GIVEN TASK: Omit every picture and write out the rest of the records exactly.

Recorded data
* start *

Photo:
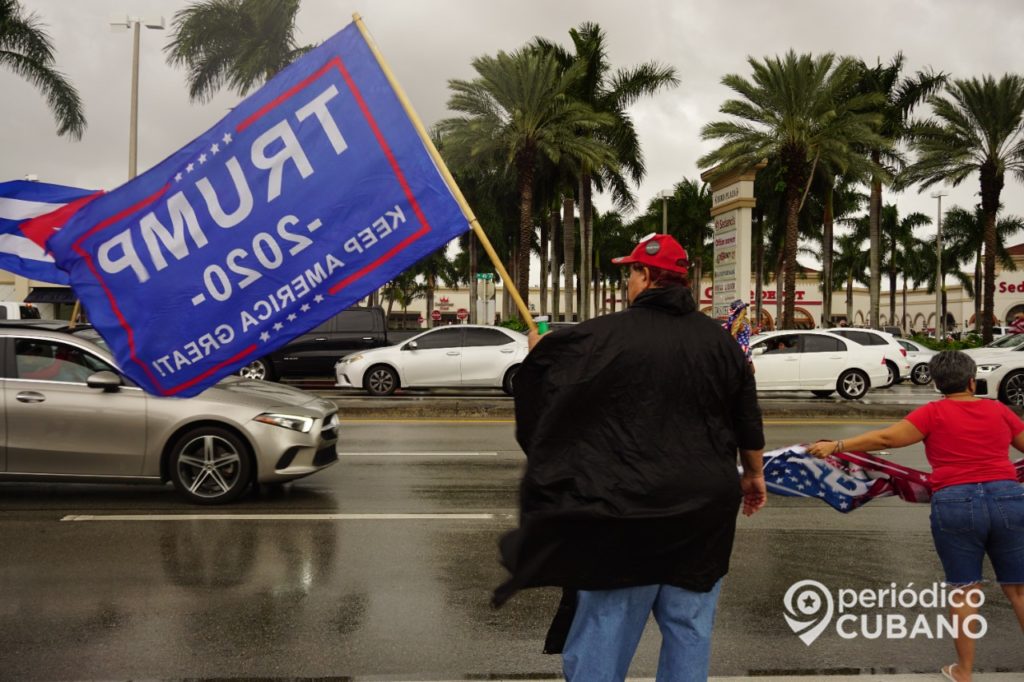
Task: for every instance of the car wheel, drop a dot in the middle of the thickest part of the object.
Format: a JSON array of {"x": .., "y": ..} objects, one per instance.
[
  {"x": 921, "y": 374},
  {"x": 893, "y": 375},
  {"x": 509, "y": 378},
  {"x": 381, "y": 380},
  {"x": 852, "y": 384},
  {"x": 258, "y": 370},
  {"x": 211, "y": 465},
  {"x": 1012, "y": 390}
]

* end *

TASK SOLUTION:
Photo:
Task: for every instance of the car wheel, drop a dot in the middle of the thickest part of the object.
Format: a JSON array of {"x": .., "y": ..} objects, one per instance.
[
  {"x": 921, "y": 374},
  {"x": 893, "y": 375},
  {"x": 509, "y": 378},
  {"x": 381, "y": 380},
  {"x": 852, "y": 384},
  {"x": 258, "y": 370},
  {"x": 211, "y": 465},
  {"x": 1012, "y": 390}
]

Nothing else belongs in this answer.